Work order: Pick up the personal essay about a late father after its final sentence and continue it.

Boy am I glad that I got a chance to spend time talking with my dad before he passed away. I had wasted so much time being angry with him (and everybody else) that I hadn't really talked with him since my mother's death. All I wanted to remember was that he was abusive to my mother and that I had witnessed that abuse from an early age. I forgot all about how he never abused or me. I never considered the events that occurred in his life or how he handled them. I never considered that no one is perfect. So, even though our best conversations took place during the last month of his life here on earth, I just thank God for opening my heart and my mind to where I was ready to communicate with him.
You know the most amazing part is that he wasn't my biological father, but he was the only dad I'd ever known. He never mentioned to me that he wasn't my biological father and never acted like he wasn't. But when my mother told me when I was 12 yrs old that he wasn't my real father, something in me changed. I often wonder why she ever told me or why she didn't tell me sooner.
I loved my dad. He taught me an appreciation for the finer things in life. He is the one who taught me my gemstones. He would give me things like sterling silver earrings and bangles, ruby stud earrings (probably not real, but hey who knows) a black onyx ring with diamonds down the center for my 16th birthday.
He taught me how to ride a bike, an appreciation for music and art and he taught me how to be a lady. I ran into my old next door neighbor a few months ago and we laughed as he reminded me how I couldn't come off my steps until I was 14! lolol. And I couldn't even sit on nobody else's steps either. My friends loved coming over my house. When he was there he would always cook us up something - fry us some shrimp or chicken and salad. We always had salad no matter what he cooked.

(Collected data entries)
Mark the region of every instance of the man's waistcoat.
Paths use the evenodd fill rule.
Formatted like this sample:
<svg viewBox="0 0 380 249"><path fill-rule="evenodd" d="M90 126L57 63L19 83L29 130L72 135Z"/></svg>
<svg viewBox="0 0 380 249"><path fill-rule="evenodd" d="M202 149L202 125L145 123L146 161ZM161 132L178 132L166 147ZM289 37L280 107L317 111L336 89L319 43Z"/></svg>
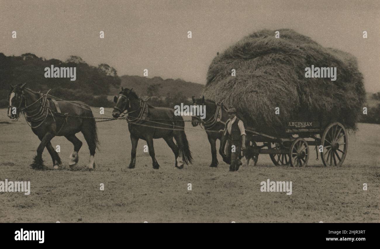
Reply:
<svg viewBox="0 0 380 249"><path fill-rule="evenodd" d="M229 121L226 124L226 135L227 138L234 141L239 141L241 140L241 133L240 132L240 129L239 128L239 121L240 120L236 117L236 120L231 126L231 134L228 133L228 130L227 128L228 123L231 122Z"/></svg>

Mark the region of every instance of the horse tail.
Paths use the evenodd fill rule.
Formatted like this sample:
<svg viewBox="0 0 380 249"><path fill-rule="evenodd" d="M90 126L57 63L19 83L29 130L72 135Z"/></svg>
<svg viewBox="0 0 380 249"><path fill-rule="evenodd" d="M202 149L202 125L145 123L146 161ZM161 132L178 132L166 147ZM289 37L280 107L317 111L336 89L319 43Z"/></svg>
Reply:
<svg viewBox="0 0 380 249"><path fill-rule="evenodd" d="M181 120L179 121L180 122L178 123L180 123L180 124L179 126L182 126L184 129L180 131L177 131L178 132L177 134L178 134L179 135L174 136L174 138L177 142L177 146L178 146L180 151L182 152L182 160L184 163L187 165L188 165L189 163L191 164L193 163L193 157L192 156L191 152L190 151L190 148L189 146L188 141L187 141L187 138L186 137L186 134L185 133L185 122L184 122L182 117L179 117L181 118Z"/></svg>

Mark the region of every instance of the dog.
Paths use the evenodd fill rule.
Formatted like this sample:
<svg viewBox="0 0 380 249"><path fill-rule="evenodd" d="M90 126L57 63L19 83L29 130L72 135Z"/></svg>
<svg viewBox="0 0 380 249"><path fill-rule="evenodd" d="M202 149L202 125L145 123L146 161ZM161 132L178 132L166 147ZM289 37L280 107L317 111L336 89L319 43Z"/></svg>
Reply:
<svg viewBox="0 0 380 249"><path fill-rule="evenodd" d="M245 157L245 162L244 163L245 166L248 166L249 165L249 161L250 159L253 159L254 162L253 166L256 166L257 163L257 160L258 158L259 154L255 153L253 152L253 146L252 145L247 145L245 146L246 149L243 151L242 157Z"/></svg>

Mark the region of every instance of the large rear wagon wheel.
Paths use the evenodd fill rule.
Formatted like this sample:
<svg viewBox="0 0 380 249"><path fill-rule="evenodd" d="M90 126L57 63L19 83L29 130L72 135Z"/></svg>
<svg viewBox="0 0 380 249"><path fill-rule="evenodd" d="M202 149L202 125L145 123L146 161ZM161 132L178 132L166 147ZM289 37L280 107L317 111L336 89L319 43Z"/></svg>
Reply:
<svg viewBox="0 0 380 249"><path fill-rule="evenodd" d="M272 146L269 144L268 147L268 149L271 149L271 147ZM281 144L276 143L275 144L274 147L273 149L280 149L282 147ZM279 165L287 165L290 163L290 158L288 154L269 154L269 156L273 164L276 166Z"/></svg>
<svg viewBox="0 0 380 249"><path fill-rule="evenodd" d="M323 146L321 158L323 165L341 166L346 157L348 145L343 125L336 122L328 126L322 136L321 144Z"/></svg>
<svg viewBox="0 0 380 249"><path fill-rule="evenodd" d="M309 146L306 140L298 138L290 147L290 165L293 167L304 167L309 161Z"/></svg>

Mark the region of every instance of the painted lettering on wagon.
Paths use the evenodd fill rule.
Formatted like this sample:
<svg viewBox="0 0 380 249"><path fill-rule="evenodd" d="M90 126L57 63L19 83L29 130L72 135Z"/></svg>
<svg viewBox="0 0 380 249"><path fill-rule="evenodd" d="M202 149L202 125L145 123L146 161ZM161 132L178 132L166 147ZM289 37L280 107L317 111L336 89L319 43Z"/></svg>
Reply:
<svg viewBox="0 0 380 249"><path fill-rule="evenodd" d="M313 122L288 122L288 126L294 126L297 128L305 128L313 126Z"/></svg>

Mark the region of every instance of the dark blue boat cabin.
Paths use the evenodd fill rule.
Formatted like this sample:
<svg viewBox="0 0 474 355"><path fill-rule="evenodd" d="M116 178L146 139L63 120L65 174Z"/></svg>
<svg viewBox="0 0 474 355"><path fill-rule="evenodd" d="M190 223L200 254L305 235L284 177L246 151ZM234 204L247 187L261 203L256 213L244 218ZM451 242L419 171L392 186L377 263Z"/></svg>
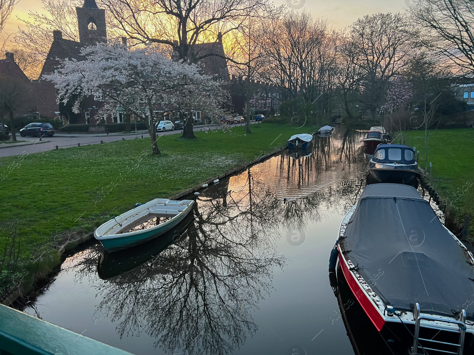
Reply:
<svg viewBox="0 0 474 355"><path fill-rule="evenodd" d="M411 165L415 163L413 149L401 144L379 145L372 160L378 164L398 163Z"/></svg>

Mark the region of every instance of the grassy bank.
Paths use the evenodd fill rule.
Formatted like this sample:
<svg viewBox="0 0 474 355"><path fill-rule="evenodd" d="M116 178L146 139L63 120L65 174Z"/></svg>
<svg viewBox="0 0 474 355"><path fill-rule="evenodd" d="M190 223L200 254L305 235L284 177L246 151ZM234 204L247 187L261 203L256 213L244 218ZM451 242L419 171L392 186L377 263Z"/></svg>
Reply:
<svg viewBox="0 0 474 355"><path fill-rule="evenodd" d="M425 132L403 132L407 145L419 151L419 165L425 162ZM471 216L469 232L474 235L474 129L461 128L428 131L428 171L433 164L433 187L461 223Z"/></svg>
<svg viewBox="0 0 474 355"><path fill-rule="evenodd" d="M0 255L0 284L21 277L27 289L58 264L56 250L68 240L137 202L179 193L314 130L261 124L246 134L245 129L197 132L191 140L163 136L157 156L143 139L0 158L0 252L7 253L3 262ZM24 269L26 275L12 276Z"/></svg>

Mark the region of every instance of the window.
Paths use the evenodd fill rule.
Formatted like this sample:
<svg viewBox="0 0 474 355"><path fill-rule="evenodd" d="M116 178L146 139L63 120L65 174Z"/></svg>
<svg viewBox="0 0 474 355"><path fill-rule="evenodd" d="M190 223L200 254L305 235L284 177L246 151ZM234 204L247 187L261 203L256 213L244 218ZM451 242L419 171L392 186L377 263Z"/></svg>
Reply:
<svg viewBox="0 0 474 355"><path fill-rule="evenodd" d="M415 154L410 149L405 150L405 160L407 161L415 160Z"/></svg>
<svg viewBox="0 0 474 355"><path fill-rule="evenodd" d="M390 148L389 149L388 160L401 160L401 148Z"/></svg>
<svg viewBox="0 0 474 355"><path fill-rule="evenodd" d="M383 160L385 159L385 149L380 149L374 154L374 159Z"/></svg>

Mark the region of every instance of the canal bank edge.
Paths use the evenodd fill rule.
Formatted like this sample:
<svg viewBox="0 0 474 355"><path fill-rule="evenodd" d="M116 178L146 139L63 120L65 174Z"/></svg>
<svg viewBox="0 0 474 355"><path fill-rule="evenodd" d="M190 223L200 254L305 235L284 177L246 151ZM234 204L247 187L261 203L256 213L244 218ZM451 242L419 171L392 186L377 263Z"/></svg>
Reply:
<svg viewBox="0 0 474 355"><path fill-rule="evenodd" d="M224 178L228 177L229 175L231 175L237 172L238 171L241 171L245 170L245 169L249 168L252 165L256 164L257 163L260 162L263 160L264 160L267 158L270 158L273 155L274 155L281 151L282 151L286 149L286 146L283 146L280 147L278 148L274 148L273 149L273 151L271 151L269 153L267 153L266 154L262 155L260 158L250 161L246 164L241 164L230 170L228 170L224 174L219 175L216 178L210 178L207 180L206 181L200 183L194 186L190 187L189 188L186 189L181 192L177 193L174 195L171 195L170 196L168 196L165 197L165 198L168 198L170 200L176 200L183 196L186 196L191 194L193 194L194 192L196 192L202 189L202 185L205 184L207 184L208 185L212 184L213 181L217 179L222 179ZM94 238L94 232L92 232L91 233L81 233L80 232L74 232L74 234L75 237L71 240L68 240L65 243L61 245L59 247L59 248L57 249L58 254L60 257L62 256L66 252L72 250L75 248L77 247L83 243L85 243L89 240L91 240ZM61 263L62 263L61 261ZM46 275L44 277L38 278L36 280L36 284L41 284L42 281L44 282L46 280L47 280L48 278L53 274L57 272L57 270L53 269L52 270L51 272L48 273L47 275ZM21 283L19 283L14 288L14 289L11 290L11 292L10 294L6 297L3 301L0 302L0 304L3 304L5 306L11 306L11 304L15 302L18 298L22 295L27 296L27 295L22 295L21 292L21 288L20 287ZM34 293L36 292L38 290L37 287L33 287L31 290L31 293Z"/></svg>

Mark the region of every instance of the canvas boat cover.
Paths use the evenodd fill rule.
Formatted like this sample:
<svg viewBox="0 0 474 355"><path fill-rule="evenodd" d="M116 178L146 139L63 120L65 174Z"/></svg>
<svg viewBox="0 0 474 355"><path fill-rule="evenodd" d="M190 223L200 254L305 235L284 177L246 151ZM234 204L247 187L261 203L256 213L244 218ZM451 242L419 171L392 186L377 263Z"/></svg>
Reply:
<svg viewBox="0 0 474 355"><path fill-rule="evenodd" d="M411 186L365 187L341 241L377 295L395 309L474 320L473 260Z"/></svg>
<svg viewBox="0 0 474 355"><path fill-rule="evenodd" d="M290 139L288 140L288 142L296 139L301 139L301 141L304 141L304 142L311 142L313 140L313 136L311 134L308 134L307 133L295 134L291 136Z"/></svg>
<svg viewBox="0 0 474 355"><path fill-rule="evenodd" d="M333 127L331 126L324 126L324 127L321 127L319 128L319 130L318 131L319 133L324 133L325 132L330 132L332 131Z"/></svg>

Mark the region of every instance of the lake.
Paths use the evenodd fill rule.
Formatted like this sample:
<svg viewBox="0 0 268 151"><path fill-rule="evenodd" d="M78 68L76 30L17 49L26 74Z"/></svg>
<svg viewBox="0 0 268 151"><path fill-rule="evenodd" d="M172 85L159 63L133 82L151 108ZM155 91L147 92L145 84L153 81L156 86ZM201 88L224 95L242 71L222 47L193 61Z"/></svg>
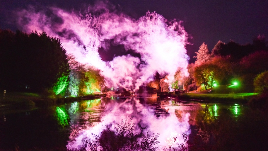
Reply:
<svg viewBox="0 0 268 151"><path fill-rule="evenodd" d="M135 131L159 133L156 145L160 148L184 143L184 133L188 135L192 144L206 147L206 144L216 145L218 139L226 137L220 135L224 135L222 132L214 132L217 130L214 129L239 129L240 124L237 123L249 108L242 104L163 100L156 94L114 96L39 108L5 114L5 121L3 110L0 111L0 149L80 149L83 138L94 139L95 135L100 135L105 125L114 130L117 123L126 120L136 124ZM225 128L223 125L225 124L231 127ZM201 140L195 142L199 139Z"/></svg>

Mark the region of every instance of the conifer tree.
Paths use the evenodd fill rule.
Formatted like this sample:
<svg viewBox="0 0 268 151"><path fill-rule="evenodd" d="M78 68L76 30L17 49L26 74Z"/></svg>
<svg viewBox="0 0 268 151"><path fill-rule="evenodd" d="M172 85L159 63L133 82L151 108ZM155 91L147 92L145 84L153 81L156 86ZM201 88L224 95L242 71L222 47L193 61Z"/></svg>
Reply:
<svg viewBox="0 0 268 151"><path fill-rule="evenodd" d="M207 45L205 44L204 42L199 47L198 52L195 53L196 54L196 56L194 57L197 58L195 63L196 66L199 66L210 59L210 54L207 47Z"/></svg>

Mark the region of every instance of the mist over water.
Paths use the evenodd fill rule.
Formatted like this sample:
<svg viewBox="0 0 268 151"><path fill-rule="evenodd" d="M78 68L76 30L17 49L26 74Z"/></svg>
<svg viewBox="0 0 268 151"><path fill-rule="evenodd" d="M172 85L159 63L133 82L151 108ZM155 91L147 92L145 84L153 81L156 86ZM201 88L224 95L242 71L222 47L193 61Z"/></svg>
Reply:
<svg viewBox="0 0 268 151"><path fill-rule="evenodd" d="M79 113L77 113L75 116L70 116L71 121L73 123L76 124L71 126L72 131L70 133L70 141L69 141L67 148L79 148L83 146L82 140L83 138L87 137L94 140L94 135L100 136L104 129L104 126L105 125L109 125L111 130L113 130L116 125L116 123L120 123L122 120L124 121L126 117L128 117L129 119L132 117L132 121L136 124L136 130L138 131L141 128L144 130L143 133L144 135L146 135L148 130L151 133L156 134L159 133L158 140L160 143L157 145L161 147L167 148L170 145L176 146L177 145L175 144L177 142L184 142L182 134L191 133L189 122L190 115L189 110L192 110L194 108L192 106L188 108L174 106L172 104L172 101L163 102L160 106L162 110L157 112L155 108L152 107L151 105L147 105L144 104L145 102L144 102L145 100L147 102L151 99L155 103L156 99L156 97L150 97L145 98L118 98L113 100L103 98L98 100L98 102L96 102L96 100L91 101L89 104L92 104L92 106L85 108L92 110L92 111L89 112L89 114L83 116L80 114L79 116ZM108 103L106 104L105 100L107 99L110 101ZM69 108L72 108L72 106L77 105L75 104L77 103L72 103ZM78 105L83 106L82 104ZM159 106L158 106L159 105L157 105ZM103 106L105 106L105 107ZM199 108L200 106L198 106L197 107ZM177 113L179 111L179 113ZM101 115L99 114L99 112L102 113ZM157 116L156 115L157 112L160 114ZM89 118L91 120L89 120ZM77 126L76 125L83 127L81 125L83 122L81 121L89 123L85 124L86 126L77 131L74 128ZM74 133L79 134L75 135ZM177 138L175 141L173 139L174 137ZM73 138L74 139L71 139Z"/></svg>
<svg viewBox="0 0 268 151"><path fill-rule="evenodd" d="M137 19L103 2L89 6L79 14L56 7L37 9L33 6L17 12L18 26L24 31L44 31L59 38L68 53L78 62L102 71L107 85L118 86L134 91L156 72L174 79L178 67L182 77L188 76L189 57L185 46L188 34L180 21L168 21L148 11ZM112 60L102 60L99 50L122 45L136 54L118 55Z"/></svg>

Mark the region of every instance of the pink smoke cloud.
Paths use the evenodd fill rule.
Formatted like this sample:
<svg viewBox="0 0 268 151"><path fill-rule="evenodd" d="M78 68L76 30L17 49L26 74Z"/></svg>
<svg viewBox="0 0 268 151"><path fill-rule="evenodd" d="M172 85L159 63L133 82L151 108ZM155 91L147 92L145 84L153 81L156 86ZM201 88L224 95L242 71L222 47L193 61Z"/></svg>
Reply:
<svg viewBox="0 0 268 151"><path fill-rule="evenodd" d="M183 77L188 76L189 57L185 47L188 34L180 22L169 21L148 11L135 19L108 7L100 3L76 14L55 7L37 11L29 6L17 12L18 23L24 31L43 30L60 38L67 53L78 61L101 70L107 81L112 82L108 86L135 91L156 71L162 76L168 74L168 82L171 83L178 67ZM98 49L107 40L134 50L141 58L128 55L103 61Z"/></svg>

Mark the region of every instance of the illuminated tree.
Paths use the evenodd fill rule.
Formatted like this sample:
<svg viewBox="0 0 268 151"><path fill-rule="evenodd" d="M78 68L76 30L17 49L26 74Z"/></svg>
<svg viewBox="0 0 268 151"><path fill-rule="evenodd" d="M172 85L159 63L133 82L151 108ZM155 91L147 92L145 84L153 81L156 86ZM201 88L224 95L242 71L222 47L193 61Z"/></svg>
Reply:
<svg viewBox="0 0 268 151"><path fill-rule="evenodd" d="M160 86L161 87L161 92L169 92L168 88L169 84L167 83L168 75L166 75L164 78L160 80Z"/></svg>
<svg viewBox="0 0 268 151"><path fill-rule="evenodd" d="M171 83L171 87L173 89L179 89L180 86L182 84L182 77L181 74L181 69L179 67L175 73L174 80Z"/></svg>
<svg viewBox="0 0 268 151"><path fill-rule="evenodd" d="M69 95L82 96L103 91L105 82L100 70L78 62L72 54L69 54L68 59L71 70L68 86Z"/></svg>
<svg viewBox="0 0 268 151"><path fill-rule="evenodd" d="M203 64L196 67L194 74L197 84L200 86L203 84L206 90L215 82L218 69L216 66L211 64Z"/></svg>
<svg viewBox="0 0 268 151"><path fill-rule="evenodd" d="M190 85L193 84L194 79L194 64L192 63L188 65L187 67L189 76L185 77L183 79L183 86L184 89L188 90L188 87Z"/></svg>
<svg viewBox="0 0 268 151"><path fill-rule="evenodd" d="M258 75L254 79L254 90L260 94L268 93L268 71Z"/></svg>
<svg viewBox="0 0 268 151"><path fill-rule="evenodd" d="M210 59L210 55L207 45L205 44L204 42L199 47L198 52L195 53L196 54L196 56L194 57L197 58L195 62L195 65L197 66L199 66Z"/></svg>

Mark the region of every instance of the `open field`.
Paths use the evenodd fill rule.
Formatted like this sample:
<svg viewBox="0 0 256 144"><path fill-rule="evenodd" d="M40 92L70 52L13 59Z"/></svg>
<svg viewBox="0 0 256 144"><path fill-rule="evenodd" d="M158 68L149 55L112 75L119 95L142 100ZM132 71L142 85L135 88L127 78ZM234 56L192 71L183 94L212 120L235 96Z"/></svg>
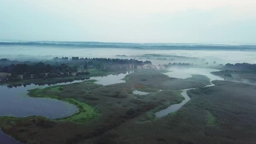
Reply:
<svg viewBox="0 0 256 144"><path fill-rule="evenodd" d="M144 75L150 76L147 76L149 78L162 76L159 71L154 71L156 73L155 75L144 72L135 72L134 75L143 72ZM203 82L198 83L203 86L202 83L207 84L208 79L202 77ZM149 79L153 82L156 80ZM184 80L173 80L177 82ZM27 144L78 143L84 140L89 142L126 122L147 123L156 120L155 112L184 99L179 91L160 91L144 95L134 94L132 91L139 88L155 92L159 89L138 83L139 82L128 81L105 86L94 82L53 86L29 92L31 96L55 98L76 105L79 111L73 115L56 120L38 116L2 117L0 126L6 133ZM195 80L193 85L191 83L188 88L194 86L197 81ZM183 86L176 89L182 88Z"/></svg>

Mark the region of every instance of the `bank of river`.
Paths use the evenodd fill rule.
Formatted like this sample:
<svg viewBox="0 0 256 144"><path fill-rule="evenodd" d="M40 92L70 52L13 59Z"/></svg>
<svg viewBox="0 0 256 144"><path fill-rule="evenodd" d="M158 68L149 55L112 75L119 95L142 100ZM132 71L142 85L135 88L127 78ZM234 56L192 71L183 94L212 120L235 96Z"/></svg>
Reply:
<svg viewBox="0 0 256 144"><path fill-rule="evenodd" d="M125 74L110 74L106 76L92 77L90 79L97 80L95 83L103 85L125 82L122 79L132 71ZM75 80L71 82L61 83L52 86L67 85L81 82ZM67 117L78 111L73 104L57 99L48 98L32 98L28 95L28 91L35 88L44 88L49 86L45 85L37 86L31 84L16 87L8 88L0 86L0 116L10 116L25 117L31 116L42 116L51 119ZM0 130L0 144L22 144Z"/></svg>
<svg viewBox="0 0 256 144"><path fill-rule="evenodd" d="M211 82L214 80L223 80L223 78L213 75L210 73L213 71L219 71L219 70L204 68L172 68L169 70L170 71L164 73L164 74L169 76L170 77L176 77L181 79L186 79L192 76L193 74L201 74L206 76L210 79L211 84L204 87L214 86L214 85ZM182 90L181 95L185 98L179 104L172 105L168 108L156 113L155 115L157 117L161 117L167 115L170 113L175 112L179 110L190 99L188 95L187 92L190 89L195 89L198 88L185 89Z"/></svg>

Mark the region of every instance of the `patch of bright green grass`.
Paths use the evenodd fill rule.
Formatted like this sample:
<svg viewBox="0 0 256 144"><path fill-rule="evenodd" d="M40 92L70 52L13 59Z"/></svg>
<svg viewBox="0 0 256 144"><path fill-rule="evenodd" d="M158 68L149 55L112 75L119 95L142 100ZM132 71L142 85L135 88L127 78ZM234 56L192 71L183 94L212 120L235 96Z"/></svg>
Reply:
<svg viewBox="0 0 256 144"><path fill-rule="evenodd" d="M207 111L206 113L207 114L207 124L208 125L211 126L216 126L216 121L217 118L214 116L209 111Z"/></svg>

Answer box:
The last time I called my dad, he was eating (thru a tube) and told me to call him back. I never called him back. I wanted to ask him if he remembered the time he taught me how to swim...
I was about 6 yrs old and we were at "family swim" at Awbury. My dad could swim really well and he would swim around the 9 feet with me on his back. So, after swimming with me on his back for some time, he decided that I could swim in the 9 feet all by myself. So, as we stood on the deck of the 9 feet, he said to me "Now I'm gonna throw you in the 9 feet and I want you to swim over to the 3 feet." I looked at him like he was crazy as I shook my head no and said "no". He said "yes". I said "I can't". He said "Yes you can" I said "no I can't". Next thing I knew he had picked me up and threw me in the 9 feet! So, I swam for my life. Under water, above water, doggy paddled, dodging all the other people who were in the pool. No one knew that I was swimming for my life except for me. So when I finally got to the three feet where I could stand up with my head above water, I turned to the deck to tell my dad I had made it. But guess what? Yup, he was standing right there beside me and had been right beside me the whole time! Did I really think he would throw me in and leave me all alone? lol.
I wanted to remember that with him. And I wanted to tell him that he had taught me a very important lesson...probably the most valuable lesson of all. I wanted to tell him that during the time I had ostracized myself from everyone and I was all alone trying to deal with all the obstacles that life had thrown me at one time, when I finally looked up I realized the God had been there through it all. He had never left me. And when he wasn't walking beside me, he was carrying me...Just like "Footprints in the Sand" says.
I never got a chance to share that with my dad. That would have been the first time that we'd ever talked about God. I wasn't really sure whether or not he believed in God or not and I wanted to share something with him that he could relate to.
I am most thankful to the pastor who assured me that my father accepted Jesus as his Lord and Savior before he died. That was the most important thing to me and was comforted with that knowledge. Like the pastor said, "Roland Hayes may have been a great barber, a great tailor, a womanizer, alcoholic - but in the end the greatest thing he did was accept Jesus as his Saviour. And just like the thief on the cross, Jesus accepted him.